## What the task asks
Without including any image, retype the records word for word.

%%

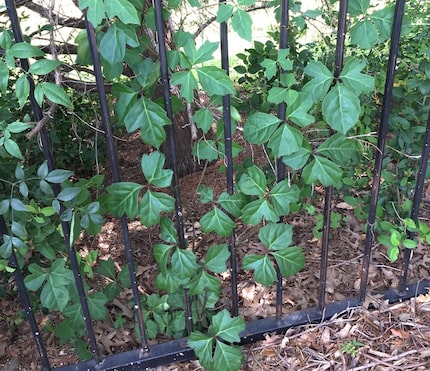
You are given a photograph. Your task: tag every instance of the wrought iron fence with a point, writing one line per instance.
(146, 355)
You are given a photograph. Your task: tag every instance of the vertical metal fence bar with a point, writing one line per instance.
(46, 148)
(382, 134)
(418, 194)
(338, 63)
(25, 301)
(229, 163)
(280, 166)
(111, 151)
(162, 53)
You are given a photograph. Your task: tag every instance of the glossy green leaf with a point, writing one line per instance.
(4, 76)
(56, 94)
(285, 141)
(253, 181)
(25, 50)
(322, 79)
(152, 205)
(112, 45)
(241, 22)
(96, 11)
(323, 170)
(354, 79)
(364, 34)
(216, 257)
(226, 327)
(255, 211)
(224, 12)
(122, 199)
(341, 108)
(124, 10)
(259, 127)
(184, 263)
(153, 169)
(188, 84)
(22, 90)
(215, 81)
(218, 221)
(150, 118)
(290, 260)
(264, 272)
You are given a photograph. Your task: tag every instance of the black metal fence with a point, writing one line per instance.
(147, 356)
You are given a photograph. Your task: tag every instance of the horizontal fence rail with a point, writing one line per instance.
(149, 356)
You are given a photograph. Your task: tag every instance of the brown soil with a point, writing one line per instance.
(388, 338)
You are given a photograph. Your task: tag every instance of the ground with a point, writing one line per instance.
(386, 338)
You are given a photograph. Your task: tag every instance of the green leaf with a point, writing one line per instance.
(259, 127)
(54, 294)
(12, 148)
(4, 77)
(202, 345)
(95, 12)
(322, 79)
(224, 12)
(184, 263)
(44, 66)
(276, 236)
(232, 203)
(285, 141)
(270, 67)
(122, 199)
(253, 181)
(216, 257)
(322, 169)
(242, 24)
(203, 119)
(153, 170)
(152, 205)
(278, 95)
(290, 260)
(364, 34)
(358, 7)
(354, 80)
(264, 272)
(215, 81)
(255, 211)
(150, 118)
(56, 94)
(218, 221)
(124, 10)
(25, 50)
(112, 45)
(58, 176)
(341, 108)
(22, 90)
(226, 327)
(188, 84)
(282, 194)
(227, 357)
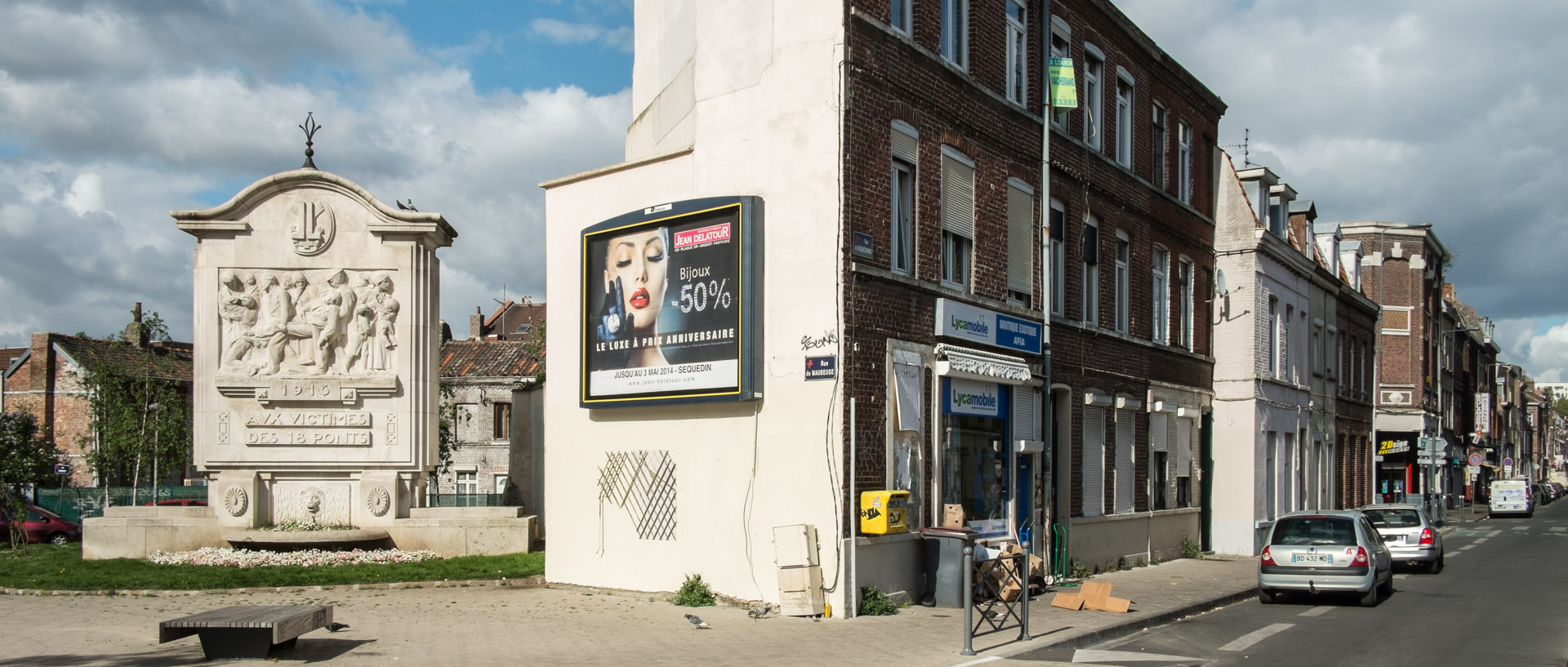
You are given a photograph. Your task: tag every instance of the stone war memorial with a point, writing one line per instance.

%%

## Solution below
You are given a photograph. Your task: tag every instance of the wrought iron fence with a point, writing one line per instance.
(146, 355)
You are given a photograph. Your task: tag every instance of the vertical metal fence bar with a point, writing one line per instance.
(46, 148)
(382, 134)
(418, 194)
(338, 63)
(25, 301)
(229, 163)
(280, 166)
(111, 151)
(162, 53)
You are given a photograph. Your task: tag every instance of the glossy green leaf with a point, writing one line per instance.
(4, 76)
(56, 94)
(285, 141)
(253, 181)
(25, 50)
(322, 79)
(152, 205)
(112, 45)
(241, 22)
(96, 11)
(323, 170)
(354, 79)
(364, 34)
(216, 257)
(226, 327)
(255, 211)
(224, 12)
(122, 199)
(341, 108)
(124, 10)
(259, 127)
(184, 263)
(153, 169)
(188, 84)
(22, 90)
(215, 81)
(218, 221)
(150, 118)
(290, 260)
(264, 272)
You are given a photograph. Your task: tag every instance of the black metal fence with a point, writing one line per instance.
(147, 356)
You are given a photograph. Your task: tag every instance of the horizontal fence rail with a point, writing one line per instance.
(149, 356)
You are given a photograph. Your task: tag every instance of the brown soil with a point, writing one line per instance.
(388, 338)
You are given a photograph. Your task: tag every instance of the ground with a point, writing one line per instance.
(386, 338)
You are given a photograph. Your task: tag every instance of the green leaf with a point, writing one line per instance.
(259, 127)
(54, 294)
(12, 148)
(4, 77)
(202, 345)
(95, 12)
(322, 79)
(224, 12)
(184, 263)
(44, 66)
(276, 236)
(232, 203)
(285, 141)
(270, 67)
(122, 199)
(253, 181)
(216, 257)
(322, 169)
(242, 24)
(203, 119)
(153, 170)
(152, 205)
(278, 95)
(290, 260)
(364, 34)
(358, 7)
(354, 80)
(264, 272)
(215, 81)
(255, 211)
(150, 118)
(56, 94)
(218, 221)
(124, 10)
(25, 50)
(112, 45)
(58, 176)
(341, 108)
(22, 90)
(226, 327)
(188, 84)
(282, 194)
(227, 357)
You are given a photograph. Your task: tag every instance of the stone war memorial with a point, writing one line per instance.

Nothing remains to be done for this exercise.